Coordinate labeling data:

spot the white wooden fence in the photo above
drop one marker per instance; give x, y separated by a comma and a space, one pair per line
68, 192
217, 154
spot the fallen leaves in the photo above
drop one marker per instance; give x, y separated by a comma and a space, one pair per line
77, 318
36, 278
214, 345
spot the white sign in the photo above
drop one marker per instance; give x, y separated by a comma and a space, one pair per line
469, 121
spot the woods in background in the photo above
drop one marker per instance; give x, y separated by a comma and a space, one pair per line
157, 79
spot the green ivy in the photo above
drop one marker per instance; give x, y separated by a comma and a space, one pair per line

Problem statement:
Format every line of the listing above as a JSON array of strings, one string per line, skipping any blank lines.

Task output:
[
  "spot the white wooden fence in the photo above",
  "drop one marker per instance; give x, y separated by a comma and a space, one pair per line",
  "68, 192",
  "217, 154",
  "spot the fallen leaves in the photo above",
  "drop one marker per instance; give x, y separated by a comma and a space, one pair per line",
  "77, 318",
  "36, 278",
  "214, 345",
  "spot the white sign in the photo above",
  "drop one marker per instance; give x, y separated by a comma and a space, one pair per line",
  "469, 121",
  "spot the woods in background in the photo above",
  "drop one marker per instance; give x, y separated by a comma and a space, one pair per line",
  "157, 79",
  "spot the green ivy in the photo above",
  "drop one marker per instance; give x, y separated by a comma and a space, one pair per line"
]